### INSTRUCTIONS FOR THE TASK
Could you show all lines in the entries below that contain the string "blazer"?

==== DATA FOR THE TASK ====

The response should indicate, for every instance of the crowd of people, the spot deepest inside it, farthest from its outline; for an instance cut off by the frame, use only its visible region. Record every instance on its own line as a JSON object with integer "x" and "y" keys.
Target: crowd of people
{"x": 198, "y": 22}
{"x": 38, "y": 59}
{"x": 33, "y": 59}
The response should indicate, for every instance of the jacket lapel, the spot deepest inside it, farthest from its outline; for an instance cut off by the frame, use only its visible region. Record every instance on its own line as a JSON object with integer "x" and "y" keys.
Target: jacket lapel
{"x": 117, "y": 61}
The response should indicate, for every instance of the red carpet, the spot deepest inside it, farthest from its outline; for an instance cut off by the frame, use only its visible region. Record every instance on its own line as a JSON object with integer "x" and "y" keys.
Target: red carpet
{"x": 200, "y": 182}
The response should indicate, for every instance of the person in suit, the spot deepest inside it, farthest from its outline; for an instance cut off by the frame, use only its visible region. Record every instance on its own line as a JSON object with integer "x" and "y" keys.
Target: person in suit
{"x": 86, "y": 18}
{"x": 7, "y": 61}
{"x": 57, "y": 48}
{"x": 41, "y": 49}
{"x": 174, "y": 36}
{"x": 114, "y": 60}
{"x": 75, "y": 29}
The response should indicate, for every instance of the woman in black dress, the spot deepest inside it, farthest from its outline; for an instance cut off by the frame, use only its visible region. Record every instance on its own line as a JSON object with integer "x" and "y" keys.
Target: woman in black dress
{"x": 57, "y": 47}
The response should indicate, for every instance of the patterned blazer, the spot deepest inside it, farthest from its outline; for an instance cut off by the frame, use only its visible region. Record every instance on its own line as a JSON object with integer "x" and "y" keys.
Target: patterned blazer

====

### TASK RESULT
The response should indicate, for every instance of the patterned blazer, the spot deepest inside it, farthest from its outline; for an instance cut off by the frame, use only its visible region. Record every instance on its own line as a JSON object with integer "x" and "y" keys.
Target: patterned blazer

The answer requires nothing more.